■ Stored data
- - - - - - -

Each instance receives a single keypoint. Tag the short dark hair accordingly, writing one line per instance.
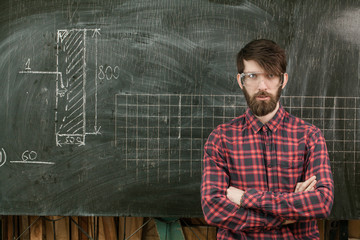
(270, 56)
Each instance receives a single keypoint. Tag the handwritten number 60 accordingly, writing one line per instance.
(29, 155)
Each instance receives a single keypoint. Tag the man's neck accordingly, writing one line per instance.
(269, 116)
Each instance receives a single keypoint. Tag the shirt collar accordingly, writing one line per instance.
(272, 125)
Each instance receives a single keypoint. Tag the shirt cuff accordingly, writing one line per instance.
(251, 199)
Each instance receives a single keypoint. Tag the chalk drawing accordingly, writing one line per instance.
(155, 130)
(30, 157)
(2, 157)
(71, 121)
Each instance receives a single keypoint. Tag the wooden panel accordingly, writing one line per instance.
(36, 230)
(354, 229)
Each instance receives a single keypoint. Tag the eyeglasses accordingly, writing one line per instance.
(253, 79)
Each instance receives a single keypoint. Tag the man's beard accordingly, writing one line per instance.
(262, 108)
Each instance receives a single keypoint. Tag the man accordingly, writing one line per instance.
(266, 174)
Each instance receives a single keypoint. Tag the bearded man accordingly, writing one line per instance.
(266, 174)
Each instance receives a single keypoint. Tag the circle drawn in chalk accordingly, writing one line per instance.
(2, 157)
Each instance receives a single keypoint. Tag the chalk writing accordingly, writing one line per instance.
(30, 157)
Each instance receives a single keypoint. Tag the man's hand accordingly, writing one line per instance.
(234, 194)
(308, 185)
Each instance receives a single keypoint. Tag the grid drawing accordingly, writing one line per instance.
(154, 130)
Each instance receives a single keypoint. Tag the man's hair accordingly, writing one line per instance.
(270, 56)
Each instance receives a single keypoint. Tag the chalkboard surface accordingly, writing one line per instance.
(106, 105)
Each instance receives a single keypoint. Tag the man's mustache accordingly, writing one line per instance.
(262, 94)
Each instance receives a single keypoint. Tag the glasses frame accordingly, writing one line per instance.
(242, 75)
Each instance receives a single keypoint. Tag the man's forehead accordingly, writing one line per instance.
(252, 66)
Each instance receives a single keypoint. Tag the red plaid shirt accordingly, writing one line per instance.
(266, 161)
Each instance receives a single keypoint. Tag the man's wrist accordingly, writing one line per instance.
(241, 200)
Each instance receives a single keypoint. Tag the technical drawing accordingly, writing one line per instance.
(165, 133)
(2, 157)
(76, 48)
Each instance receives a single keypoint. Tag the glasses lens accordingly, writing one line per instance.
(254, 79)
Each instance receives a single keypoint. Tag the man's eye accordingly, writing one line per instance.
(252, 75)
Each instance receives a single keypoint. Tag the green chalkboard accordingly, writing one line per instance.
(106, 105)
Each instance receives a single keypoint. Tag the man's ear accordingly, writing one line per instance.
(286, 78)
(239, 81)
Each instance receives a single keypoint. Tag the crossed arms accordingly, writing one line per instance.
(264, 210)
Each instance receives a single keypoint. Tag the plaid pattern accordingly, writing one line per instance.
(266, 161)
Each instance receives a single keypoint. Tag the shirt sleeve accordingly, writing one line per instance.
(217, 209)
(302, 205)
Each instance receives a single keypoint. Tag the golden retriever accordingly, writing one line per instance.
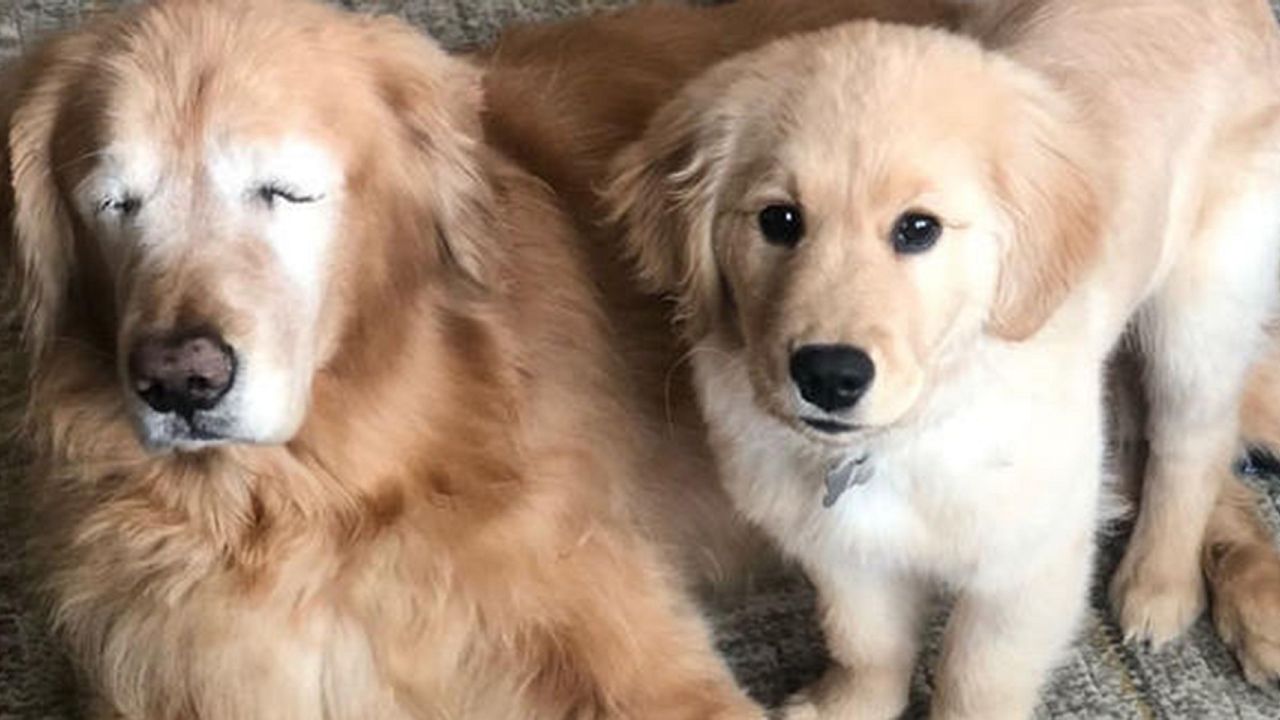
(903, 258)
(324, 414)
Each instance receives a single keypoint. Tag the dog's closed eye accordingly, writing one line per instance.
(124, 205)
(273, 192)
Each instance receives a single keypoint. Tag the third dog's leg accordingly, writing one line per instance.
(1243, 569)
(1200, 335)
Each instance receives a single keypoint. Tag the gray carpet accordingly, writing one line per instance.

- - - - - - -

■ Challenge
Pull out every line of the items above, word for word, and leave the pictures out of your answer.

■ Result of this task
Each instance receives a single keypoint. Tag the short dark hair accordingly, writing one line per instance.
(270, 56)
Each instance receives a single keypoint. Tag the handwritten number 60 accordingly, writing one line per instance.
(29, 155)
Each instance receives a single keypoint. Tag the man's neck accordingly, writing one line per instance.
(269, 116)
Each instance receives a single keypoint. Tag the shirt collar accordingly, writing one line per instance.
(272, 125)
Each instance receives a single keypoint. Tag the shirt cuff accordingly, writing one line per instance.
(251, 199)
Each instance receives a single keypoint. Tag the chalk drawing accordingly, writing one line per instance.
(155, 130)
(30, 157)
(2, 157)
(71, 121)
Each instance receives a single keypoint. Tag the wooden panel accordingly, writing one line per instance.
(36, 230)
(354, 229)
Each instance receives a single keypoint. Tag the eyeglasses accordingly, writing one line per instance.
(253, 79)
Each instance receives a single keypoint. Tag the man's beard accordingly, writing one line per instance.
(262, 108)
Each instance receives a single keypoint. Tag the man accordingly, writing one line per instance.
(266, 174)
Each instance receives a single keypoint. Tag the bearded man accordingly, writing one line per instance.
(266, 174)
Each instance receives a single keypoint. Tag the circle drawn in chalk accordingly, writing one line per instance.
(2, 157)
Each instance receives a single keypoint. Tag the chalk writing accordingly, writing one line per instance.
(30, 157)
Each instance receives a single keypoint. Tag the man's hand accordingly, writing one line per instance.
(234, 194)
(308, 185)
Each instance receives a single keypoint. Tag the grid drawing accordingly, writing one line per instance.
(154, 130)
Each instance receives a single keypoint. Tag the man's hair accordingly, writing one line per instance.
(270, 56)
Each instance receives a single keypoint. Tag the chalkboard surface accordingly, writing one line per instance.
(106, 105)
Each instance receives a single keypoint. Tag the man's mustache accordingly, writing one line per instance.
(262, 94)
Each instance receives a single keypoint. Tag the glasses frame accordingly, writing one line per instance.
(242, 75)
Each instance receives a single keypoint. Tag the man's forehead accordingly, writing one line per instance.
(252, 66)
Each instance receives a single keypoint. Tag the red plaid shirt accordingly, writing one line per instance.
(266, 161)
Each instance receives a single keypoint. Tag the man's wrist accordingly, writing one line per instance.
(241, 200)
Each instance receives a single keypoint. Tag the technical drawing accordingly, writing one line per instance.
(165, 133)
(2, 157)
(76, 48)
Each instance receives a single keypoint. Tag the glasses lens accordingly, writing one line per instance.
(254, 79)
Each instance receives a single keypoint. Tag the man's eye accordingly, writing one line per instance.
(252, 75)
Each instance receives a single keypoint. Tag the green chalkboard accordingly, writing one line per instance.
(106, 105)
Each instance receives a single keypoint. Tag the man's ear accordingly, writing one line per instance.
(286, 78)
(239, 81)
Each instance receives a single keypoint. Tag the crossed arms accordingly, writing one line per instance.
(264, 210)
Each instance receives a single keypoint. Tag the plaid pattern accordingly, writing one line per instance.
(266, 161)
Each instance receives a single keypoint. Tag the shirt sleeve accordingly, writing one line per instance.
(217, 209)
(302, 205)
Each instance receives a single keypoint. Tag the golden retriever accordingly, writing one line per instance.
(903, 258)
(324, 414)
Each instance receives a single keypoint. Tag the dog's closed eye accordingly, writing one line per instance.
(124, 205)
(273, 192)
Each instance receives a single keypoint. Tag the third dog's leg accordingly, writing one line per instance.
(1243, 569)
(1200, 335)
Each instance receives a single keypoint. Tag the gray carpet accordingly, writing one line per instance.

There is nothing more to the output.